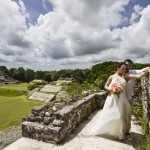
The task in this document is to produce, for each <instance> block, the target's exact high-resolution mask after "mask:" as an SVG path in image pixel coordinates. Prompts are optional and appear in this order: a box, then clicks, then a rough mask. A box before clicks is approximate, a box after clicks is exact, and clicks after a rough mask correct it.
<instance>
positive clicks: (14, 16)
mask: <svg viewBox="0 0 150 150" xmlns="http://www.w3.org/2000/svg"><path fill="white" fill-rule="evenodd" d="M149 14H150V2H149V1H148V0H119V1H118V0H109V1H108V0H92V1H91V0H84V1H81V0H72V1H70V0H5V1H0V20H1V22H0V31H1V35H0V52H1V53H0V63H1V65H5V66H6V67H9V68H10V67H24V68H31V69H35V70H60V69H75V68H87V67H90V66H92V65H94V64H96V63H99V62H104V61H110V60H112V61H113V60H114V61H123V60H124V59H127V58H130V59H132V60H133V61H134V62H141V63H150V50H149V45H150V27H149V24H150V18H149Z"/></svg>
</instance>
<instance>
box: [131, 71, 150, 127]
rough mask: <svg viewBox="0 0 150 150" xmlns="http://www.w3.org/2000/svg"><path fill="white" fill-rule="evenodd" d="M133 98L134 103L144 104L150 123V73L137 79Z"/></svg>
mask: <svg viewBox="0 0 150 150" xmlns="http://www.w3.org/2000/svg"><path fill="white" fill-rule="evenodd" d="M133 100H134V103H136V102H140V103H142V104H143V109H144V113H145V116H146V118H147V121H148V122H149V124H150V73H149V74H148V75H147V76H146V77H143V78H142V79H140V80H137V81H136V84H135V87H134V96H133ZM149 128H150V126H149Z"/></svg>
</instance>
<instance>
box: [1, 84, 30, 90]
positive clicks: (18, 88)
mask: <svg viewBox="0 0 150 150" xmlns="http://www.w3.org/2000/svg"><path fill="white" fill-rule="evenodd" d="M27 87H28V83H20V84H16V85H4V86H1V87H0V89H10V90H18V91H28V88H27Z"/></svg>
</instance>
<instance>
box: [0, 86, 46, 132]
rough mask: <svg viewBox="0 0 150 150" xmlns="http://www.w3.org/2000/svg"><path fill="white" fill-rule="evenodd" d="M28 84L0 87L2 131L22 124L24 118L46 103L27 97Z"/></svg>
mask: <svg viewBox="0 0 150 150" xmlns="http://www.w3.org/2000/svg"><path fill="white" fill-rule="evenodd" d="M27 86H28V84H19V85H10V86H8V85H7V86H2V87H0V130H3V129H5V128H8V127H10V126H12V125H17V124H20V123H21V121H22V117H23V116H27V115H29V114H30V113H31V109H32V108H33V107H35V106H38V105H42V104H44V102H40V101H32V100H28V99H27V97H26V96H25V93H27Z"/></svg>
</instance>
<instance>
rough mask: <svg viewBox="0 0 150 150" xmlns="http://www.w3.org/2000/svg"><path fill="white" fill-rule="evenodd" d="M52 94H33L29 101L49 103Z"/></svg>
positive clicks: (33, 93) (32, 94)
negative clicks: (39, 101) (44, 102)
mask: <svg viewBox="0 0 150 150" xmlns="http://www.w3.org/2000/svg"><path fill="white" fill-rule="evenodd" d="M54 96H55V95H54V94H46V93H40V92H34V93H33V94H32V95H31V96H30V97H29V99H32V100H39V101H44V102H49V101H51V100H52V99H53V98H54Z"/></svg>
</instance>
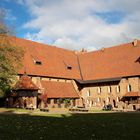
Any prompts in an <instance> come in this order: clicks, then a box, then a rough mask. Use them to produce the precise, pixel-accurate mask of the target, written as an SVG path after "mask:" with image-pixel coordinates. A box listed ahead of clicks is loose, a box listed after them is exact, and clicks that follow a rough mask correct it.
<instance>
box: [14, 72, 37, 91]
mask: <svg viewBox="0 0 140 140" xmlns="http://www.w3.org/2000/svg"><path fill="white" fill-rule="evenodd" d="M14 89H15V90H38V87H37V86H36V85H35V84H34V83H33V82H32V80H31V78H30V77H28V76H27V75H23V76H21V78H20V79H19V81H18V82H17V83H16V85H15V87H14Z"/></svg>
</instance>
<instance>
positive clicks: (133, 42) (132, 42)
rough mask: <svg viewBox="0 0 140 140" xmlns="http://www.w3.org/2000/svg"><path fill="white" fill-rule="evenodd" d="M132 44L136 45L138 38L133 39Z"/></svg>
mask: <svg viewBox="0 0 140 140" xmlns="http://www.w3.org/2000/svg"><path fill="white" fill-rule="evenodd" d="M132 44H133V46H134V47H137V44H138V40H137V39H134V40H133V42H132Z"/></svg>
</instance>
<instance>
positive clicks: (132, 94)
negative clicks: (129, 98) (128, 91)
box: [124, 92, 140, 97]
mask: <svg viewBox="0 0 140 140" xmlns="http://www.w3.org/2000/svg"><path fill="white" fill-rule="evenodd" d="M124 97H140V93H139V92H127V93H126V94H125V95H124Z"/></svg>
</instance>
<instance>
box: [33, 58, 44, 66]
mask: <svg viewBox="0 0 140 140" xmlns="http://www.w3.org/2000/svg"><path fill="white" fill-rule="evenodd" d="M33 61H34V63H35V64H36V65H42V62H41V61H40V60H38V59H33Z"/></svg>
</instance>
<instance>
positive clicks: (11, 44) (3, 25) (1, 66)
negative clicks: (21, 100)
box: [0, 10, 23, 97]
mask: <svg viewBox="0 0 140 140" xmlns="http://www.w3.org/2000/svg"><path fill="white" fill-rule="evenodd" d="M3 16H4V15H3V13H2V12H1V10H0V17H3ZM9 31H10V30H9V28H8V27H7V26H6V24H5V23H4V20H3V19H2V18H0V97H3V96H5V95H6V93H7V92H8V91H9V90H10V89H11V86H12V84H13V82H14V80H15V77H16V74H17V72H18V70H19V68H20V66H21V62H22V58H23V50H22V49H21V48H20V47H18V46H17V45H16V43H15V42H14V40H13V39H12V37H11V36H10V35H11V34H10V32H9Z"/></svg>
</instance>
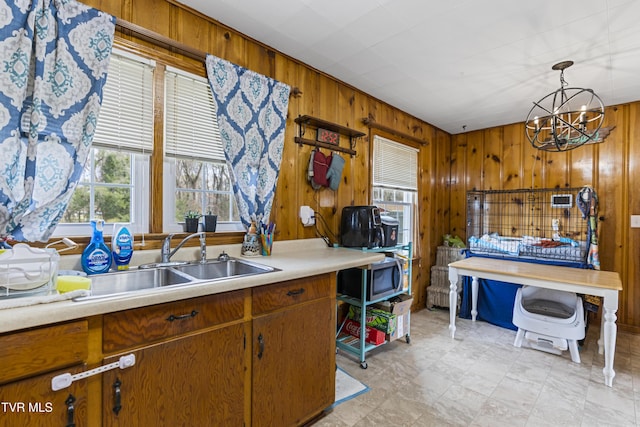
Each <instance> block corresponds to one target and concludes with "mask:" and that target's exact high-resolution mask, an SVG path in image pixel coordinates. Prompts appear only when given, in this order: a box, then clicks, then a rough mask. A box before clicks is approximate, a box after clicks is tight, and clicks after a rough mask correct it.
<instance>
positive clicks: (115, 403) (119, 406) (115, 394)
mask: <svg viewBox="0 0 640 427" xmlns="http://www.w3.org/2000/svg"><path fill="white" fill-rule="evenodd" d="M121 385H122V383H121V382H120V380H119V379H118V378H116V381H115V382H114V383H113V400H114V405H113V412H114V413H115V414H116V415H118V413H120V410H121V409H122V400H121V393H120V386H121Z"/></svg>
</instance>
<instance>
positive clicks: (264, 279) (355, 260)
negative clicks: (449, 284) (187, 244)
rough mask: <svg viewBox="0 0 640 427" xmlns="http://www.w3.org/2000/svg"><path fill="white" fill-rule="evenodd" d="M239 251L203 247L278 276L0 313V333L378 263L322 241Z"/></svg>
mask: <svg viewBox="0 0 640 427" xmlns="http://www.w3.org/2000/svg"><path fill="white" fill-rule="evenodd" d="M240 246H241V245H240V244H234V245H219V246H209V247H207V258H208V259H215V258H217V256H218V254H219V253H221V252H222V251H225V252H226V253H228V254H229V255H230V256H232V257H238V258H242V259H247V260H249V261H251V262H256V263H259V264H264V265H268V266H271V267H275V268H278V269H280V271H275V272H270V273H265V274H258V275H253V276H245V277H238V278H230V279H226V280H222V281H216V282H201V283H197V284H190V285H186V286H177V287H171V288H154V289H149V290H144V291H136V292H131V293H128V294H125V295H118V296H115V297H106V298H101V299H95V300H86V301H80V302H75V301H70V300H65V301H59V302H51V303H45V304H35V305H30V306H27V307H17V308H9V309H0V333H2V332H9V331H15V330H19V329H24V328H31V327H34V326H41V325H46V324H50V323H57V322H63V321H68V320H74V319H78V318H83V317H87V316H94V315H98V314H104V313H111V312H114V311H120V310H126V309H131V308H137V307H143V306H147V305H153V304H161V303H165V302H171V301H176V300H181V299H187V298H195V297H199V296H204V295H210V294H216V293H220V292H227V291H234V290H238V289H245V288H251V287H255V286H261V285H266V284H269V283H276V282H283V281H287V280H291V279H298V278H301V277H308V276H314V275H317V274H323V273H329V272H333V271H338V270H342V269H345V268H351V267H358V266H363V265H367V264H370V263H373V262H376V261H380V260H382V259H383V258H384V254H382V253H376V252H366V251H361V250H358V249H346V248H330V247H327V245H326V244H325V243H324V241H323V240H322V239H302V240H288V241H276V242H274V244H273V250H272V255H271V256H258V257H250V258H244V257H241V256H240ZM159 254H160V251H159V250H158V249H156V250H153V251H137V252H135V253H134V257H133V263H132V265H140V264H142V263H146V262H154V261H158V256H159ZM197 254H199V248H196V247H194V248H192V247H188V248H184V249H181V250H180V251H178V252H177V253H176V255H175V256H174V258H173V259H172V260H194V259H195V257H196V256H197ZM189 257H191V258H189ZM60 269H80V264H79V256H77V255H76V256H73V255H71V256H64V257H62V259H61V260H60Z"/></svg>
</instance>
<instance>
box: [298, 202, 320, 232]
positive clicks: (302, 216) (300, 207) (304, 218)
mask: <svg viewBox="0 0 640 427" xmlns="http://www.w3.org/2000/svg"><path fill="white" fill-rule="evenodd" d="M300 221H302V225H303V226H305V227H310V226H312V225H314V224H315V223H316V217H315V212H314V211H313V209H311V208H310V207H309V206H300Z"/></svg>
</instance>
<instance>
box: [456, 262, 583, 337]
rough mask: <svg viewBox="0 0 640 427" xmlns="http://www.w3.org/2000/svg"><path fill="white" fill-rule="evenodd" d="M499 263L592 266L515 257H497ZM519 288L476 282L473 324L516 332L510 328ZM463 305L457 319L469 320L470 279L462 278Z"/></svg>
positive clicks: (483, 282)
mask: <svg viewBox="0 0 640 427" xmlns="http://www.w3.org/2000/svg"><path fill="white" fill-rule="evenodd" d="M472 256H475V257H482V258H498V257H492V256H490V255H478V254H472V253H470V252H469V251H468V250H467V251H466V257H467V258H469V257H472ZM499 258H500V259H506V260H512V261H519V262H530V263H534V264H546V265H560V266H563V267H571V268H592V267H591V265H589V264H587V263H581V262H567V261H558V260H554V261H549V260H537V259H524V258H515V257H499ZM521 286H522V285H517V284H515V283H505V282H500V281H497V280H488V279H478V316H477V318H476V320H484V321H485V322H489V323H491V324H493V325H497V326H501V327H503V328H507V329H511V330H514V331H516V330H518V328H517V327H516V326H515V325H514V324H513V322H512V318H513V303H514V301H515V298H516V292H517V291H518V288H520V287H521ZM461 298H462V301H461V304H460V313H459V317H461V318H463V319H471V277H466V276H465V277H464V278H463V281H462V297H461Z"/></svg>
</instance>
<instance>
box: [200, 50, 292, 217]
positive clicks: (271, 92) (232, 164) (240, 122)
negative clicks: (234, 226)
mask: <svg viewBox="0 0 640 427" xmlns="http://www.w3.org/2000/svg"><path fill="white" fill-rule="evenodd" d="M206 65H207V75H208V77H209V84H210V86H211V91H212V92H213V98H214V99H215V101H216V104H217V109H218V128H219V129H220V137H221V139H222V145H223V147H224V154H225V158H226V159H227V164H228V165H229V166H230V169H231V179H232V182H233V191H234V193H235V196H236V201H237V204H238V209H239V210H240V219H241V220H242V223H243V224H244V225H245V227H248V226H249V225H250V223H251V221H252V220H257V221H262V222H263V223H267V222H268V221H269V215H270V213H271V207H272V204H273V196H274V193H275V189H276V183H277V182H278V173H279V172H280V162H281V161H282V148H283V146H284V129H285V124H286V118H287V108H288V105H289V91H290V88H289V86H287V85H286V84H284V83H280V82H277V81H275V80H273V79H271V78H269V77H267V76H264V75H261V74H258V73H255V72H253V71H250V70H247V69H246V68H243V67H240V66H238V65H235V64H232V63H230V62H228V61H225V60H223V59H220V58H217V57H215V56H212V55H207V59H206Z"/></svg>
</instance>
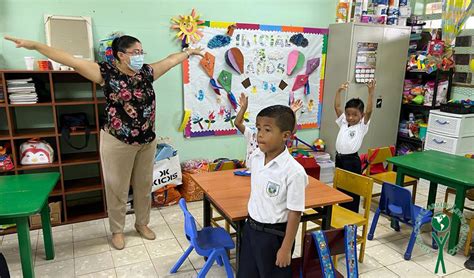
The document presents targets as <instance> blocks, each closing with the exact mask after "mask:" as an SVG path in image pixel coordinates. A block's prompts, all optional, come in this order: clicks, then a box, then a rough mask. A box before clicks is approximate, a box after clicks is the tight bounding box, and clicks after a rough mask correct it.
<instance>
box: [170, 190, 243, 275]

==================================================

Task goal:
List every line above that contains the word "positive", copying each one in full.

Response box:
positive clicks: (14, 16)
positive clicks: (18, 88)
positive clicks: (33, 93) (32, 94)
positive clicks: (133, 42) (132, 42)
positive clicks: (132, 94)
positive clicks: (11, 44) (3, 25) (1, 66)
positive clicks: (115, 403) (119, 406) (115, 394)
positive clicks: (264, 279) (355, 260)
positive clicks: (302, 216) (300, 207) (304, 218)
positive clicks: (483, 282)
positive clicks: (271, 92) (232, 164) (240, 122)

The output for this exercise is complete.